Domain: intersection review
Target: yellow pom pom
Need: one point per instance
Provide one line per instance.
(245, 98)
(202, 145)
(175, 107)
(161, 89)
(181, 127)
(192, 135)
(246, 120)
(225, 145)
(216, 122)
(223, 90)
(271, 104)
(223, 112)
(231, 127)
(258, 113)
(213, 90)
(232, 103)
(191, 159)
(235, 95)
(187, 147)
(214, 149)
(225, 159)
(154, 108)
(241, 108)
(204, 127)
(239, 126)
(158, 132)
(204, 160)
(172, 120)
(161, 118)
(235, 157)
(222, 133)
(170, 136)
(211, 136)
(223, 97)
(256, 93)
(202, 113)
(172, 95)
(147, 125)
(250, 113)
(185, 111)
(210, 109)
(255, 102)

--------

▸ **PROBLEM DETAILS**
Copy out the material above with "yellow pom pom" renamed to "orange pom pom", keeping everything else the same.

▸ **EXERCISE OUTPUT**
Domain: intersection review
Target: orange pom pom
Need: one point per instance
Provide one line per instance.
(245, 98)
(202, 145)
(175, 107)
(161, 89)
(181, 127)
(192, 135)
(246, 120)
(225, 145)
(216, 122)
(223, 90)
(271, 104)
(223, 112)
(231, 127)
(258, 113)
(213, 90)
(232, 103)
(191, 159)
(235, 95)
(187, 147)
(214, 149)
(225, 159)
(154, 108)
(241, 108)
(204, 127)
(239, 126)
(158, 132)
(204, 160)
(172, 120)
(161, 118)
(235, 157)
(222, 133)
(170, 136)
(211, 136)
(223, 97)
(256, 93)
(202, 113)
(172, 95)
(147, 125)
(250, 113)
(185, 111)
(210, 109)
(255, 102)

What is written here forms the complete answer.